EXERCISE DIRECTIONS:
Can you quote the lines below exactly, starting at the line with "TARGET: guardrail" and going through the last one?

ENTRIES SHOWN:
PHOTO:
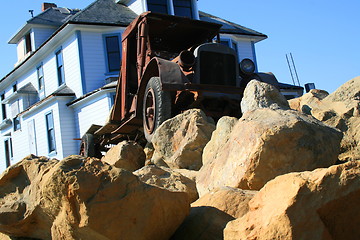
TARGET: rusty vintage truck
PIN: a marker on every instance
(170, 64)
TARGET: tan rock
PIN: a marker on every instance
(219, 137)
(4, 237)
(180, 141)
(308, 205)
(167, 179)
(232, 201)
(203, 223)
(262, 95)
(340, 109)
(128, 155)
(210, 214)
(149, 151)
(267, 143)
(191, 174)
(21, 200)
(80, 198)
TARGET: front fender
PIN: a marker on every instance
(171, 77)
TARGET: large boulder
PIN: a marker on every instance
(168, 179)
(180, 141)
(340, 109)
(210, 214)
(219, 137)
(232, 201)
(79, 198)
(266, 143)
(126, 154)
(308, 205)
(262, 95)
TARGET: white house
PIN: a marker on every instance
(67, 63)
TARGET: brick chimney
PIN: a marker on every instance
(45, 6)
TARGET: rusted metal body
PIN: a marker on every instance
(182, 54)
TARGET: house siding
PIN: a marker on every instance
(94, 60)
(72, 65)
(245, 50)
(94, 57)
(95, 111)
(67, 144)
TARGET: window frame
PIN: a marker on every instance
(9, 153)
(3, 107)
(175, 6)
(40, 78)
(16, 123)
(27, 43)
(50, 132)
(107, 52)
(167, 6)
(171, 8)
(60, 70)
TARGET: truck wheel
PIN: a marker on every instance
(156, 107)
(87, 146)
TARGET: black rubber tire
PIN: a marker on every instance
(162, 106)
(87, 147)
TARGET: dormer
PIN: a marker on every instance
(183, 8)
(39, 28)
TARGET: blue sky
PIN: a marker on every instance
(323, 36)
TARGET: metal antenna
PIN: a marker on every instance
(292, 69)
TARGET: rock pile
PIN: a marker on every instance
(269, 175)
(341, 109)
(79, 198)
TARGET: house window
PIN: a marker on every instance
(183, 8)
(40, 74)
(3, 107)
(50, 132)
(113, 53)
(15, 87)
(16, 123)
(230, 43)
(8, 151)
(27, 43)
(159, 6)
(60, 67)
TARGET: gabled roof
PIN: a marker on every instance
(53, 17)
(229, 27)
(105, 12)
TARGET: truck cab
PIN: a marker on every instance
(171, 64)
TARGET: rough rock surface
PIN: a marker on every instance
(232, 201)
(79, 198)
(180, 141)
(210, 214)
(262, 95)
(266, 143)
(308, 101)
(322, 204)
(168, 179)
(340, 109)
(128, 155)
(219, 137)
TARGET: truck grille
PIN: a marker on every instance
(217, 68)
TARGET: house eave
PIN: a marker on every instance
(5, 124)
(89, 96)
(45, 101)
(51, 38)
(25, 29)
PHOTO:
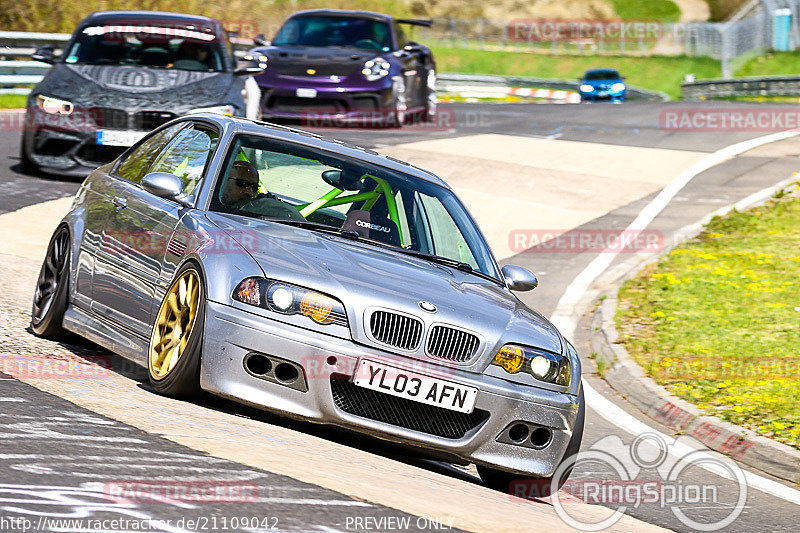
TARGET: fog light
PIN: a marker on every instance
(282, 298)
(540, 366)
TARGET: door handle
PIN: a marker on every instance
(120, 202)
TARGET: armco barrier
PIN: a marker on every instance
(765, 86)
(446, 81)
(16, 69)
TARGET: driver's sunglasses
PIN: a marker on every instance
(244, 184)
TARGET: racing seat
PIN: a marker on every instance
(381, 229)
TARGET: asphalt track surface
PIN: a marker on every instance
(43, 450)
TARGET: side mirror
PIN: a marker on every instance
(519, 279)
(45, 54)
(165, 185)
(248, 71)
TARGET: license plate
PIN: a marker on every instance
(417, 387)
(306, 93)
(119, 138)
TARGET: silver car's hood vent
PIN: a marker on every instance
(398, 331)
(451, 344)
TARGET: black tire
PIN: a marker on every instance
(430, 111)
(26, 164)
(183, 380)
(538, 487)
(51, 296)
(398, 113)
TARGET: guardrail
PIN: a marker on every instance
(16, 72)
(445, 81)
(761, 86)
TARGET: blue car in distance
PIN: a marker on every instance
(602, 84)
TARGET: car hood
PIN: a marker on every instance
(133, 87)
(325, 61)
(363, 275)
(602, 83)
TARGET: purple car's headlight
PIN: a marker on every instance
(375, 69)
(288, 299)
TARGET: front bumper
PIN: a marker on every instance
(70, 144)
(603, 95)
(231, 334)
(332, 101)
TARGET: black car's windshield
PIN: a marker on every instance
(264, 178)
(602, 75)
(367, 34)
(152, 45)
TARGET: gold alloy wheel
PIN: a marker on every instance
(174, 322)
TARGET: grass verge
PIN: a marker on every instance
(661, 10)
(772, 64)
(12, 101)
(716, 320)
(655, 73)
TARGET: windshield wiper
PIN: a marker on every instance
(459, 265)
(354, 235)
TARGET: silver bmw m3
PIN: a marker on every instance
(321, 281)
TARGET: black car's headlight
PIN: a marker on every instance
(375, 69)
(544, 366)
(288, 299)
(54, 106)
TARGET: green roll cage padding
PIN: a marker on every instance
(332, 198)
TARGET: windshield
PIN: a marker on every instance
(169, 46)
(264, 178)
(352, 32)
(602, 75)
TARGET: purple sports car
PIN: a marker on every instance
(329, 66)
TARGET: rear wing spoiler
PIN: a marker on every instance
(416, 22)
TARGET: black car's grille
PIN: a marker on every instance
(451, 344)
(398, 331)
(110, 118)
(98, 154)
(150, 120)
(401, 412)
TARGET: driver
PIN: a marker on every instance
(241, 185)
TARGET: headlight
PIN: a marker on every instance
(375, 69)
(289, 299)
(544, 366)
(54, 106)
(262, 60)
(228, 110)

OUTPUT FOR THIS TASK:
TARGET: guardrail
PIN: a marker on every instance
(16, 72)
(445, 81)
(761, 86)
TARGET: blue car in distance
PIN: a marker on every instance
(602, 84)
TARGET: car hood
PIN: a marker on every instance
(133, 87)
(325, 61)
(363, 275)
(602, 83)
TARGET: purple car's headlight
PIN: a marker on every instance
(375, 69)
(288, 299)
TARGET: front bumper
PIN: a marker on every instance
(70, 144)
(603, 95)
(231, 334)
(332, 101)
TARGET: black car's windshield
PIN: a marker on every instance
(264, 178)
(602, 75)
(367, 34)
(152, 45)
TARGET: gold alloy wheel
PIN: a marker on every instance
(174, 322)
TARGET: grass verge
PIN: a marker on every instance
(661, 10)
(772, 64)
(12, 101)
(716, 320)
(655, 73)
TARGET: windshield wiper
PIN: a marker on every instance
(459, 265)
(354, 235)
TARGET: silver bmw m3
PIN: a marker on every instance
(321, 281)
TARGET: black car's headlight
PIN: a marker on every instance
(375, 69)
(544, 366)
(288, 299)
(54, 106)
TARGET: green roll cage padding
PIN: a marker on every instance
(332, 198)
TARGET: windshield
PIN: a marker on every instance
(169, 46)
(264, 178)
(352, 32)
(602, 75)
TARGET: purple sports car
PIN: a marker on every instance
(329, 66)
TARGET: rear wing spoiler
PIN: a marker on every instance
(416, 22)
TARGET: black car's grille
PIN: a marker on every instance
(451, 344)
(398, 331)
(110, 118)
(98, 154)
(150, 120)
(401, 412)
TARGET: driver
PIN: a marker on every instance
(241, 185)
TARGET: headlight
PIN: a marker on every instance
(375, 69)
(289, 299)
(544, 366)
(54, 106)
(262, 60)
(228, 110)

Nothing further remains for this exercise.